### Work to complete:
List each line in the entries below that contains the word "gray".

### Extracted material:
* START *
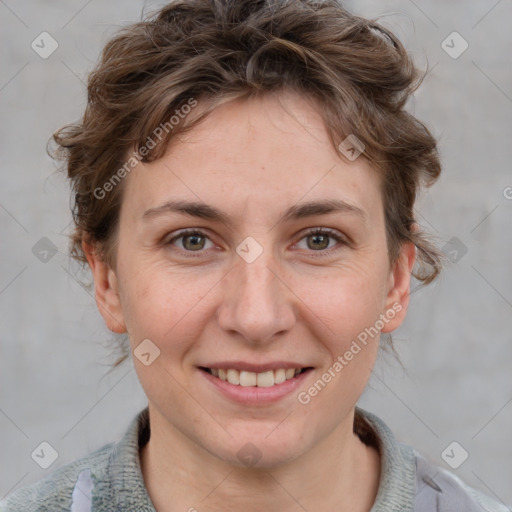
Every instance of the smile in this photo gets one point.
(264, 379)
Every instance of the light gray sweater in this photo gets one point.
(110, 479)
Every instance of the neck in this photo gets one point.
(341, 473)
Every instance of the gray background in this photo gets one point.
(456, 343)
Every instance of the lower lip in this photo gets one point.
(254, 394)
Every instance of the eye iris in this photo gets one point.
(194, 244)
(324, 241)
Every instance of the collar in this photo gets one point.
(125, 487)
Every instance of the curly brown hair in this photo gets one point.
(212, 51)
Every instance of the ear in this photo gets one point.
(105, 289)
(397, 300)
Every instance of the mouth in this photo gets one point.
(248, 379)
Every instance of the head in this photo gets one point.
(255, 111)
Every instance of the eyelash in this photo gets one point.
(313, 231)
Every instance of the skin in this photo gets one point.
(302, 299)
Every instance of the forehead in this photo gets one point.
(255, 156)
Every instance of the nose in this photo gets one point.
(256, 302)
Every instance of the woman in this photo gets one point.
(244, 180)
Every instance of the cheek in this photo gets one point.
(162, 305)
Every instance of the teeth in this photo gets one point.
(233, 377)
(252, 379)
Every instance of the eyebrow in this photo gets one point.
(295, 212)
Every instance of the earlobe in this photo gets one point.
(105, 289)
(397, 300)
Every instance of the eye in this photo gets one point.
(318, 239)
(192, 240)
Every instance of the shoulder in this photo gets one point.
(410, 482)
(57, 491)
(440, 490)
* END *
* START *
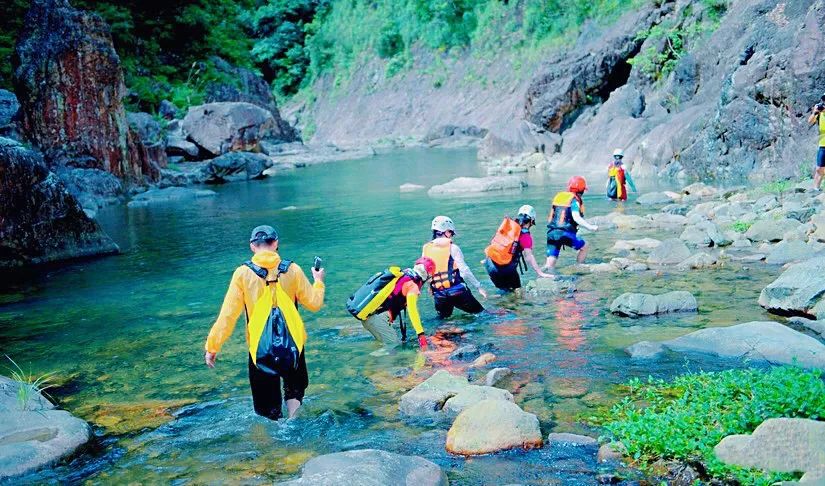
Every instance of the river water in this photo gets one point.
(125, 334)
* END *
### Full response:
Every instance of the light gray sweater in this photo gets one point.
Every instance of the gray background in this photo gets one point.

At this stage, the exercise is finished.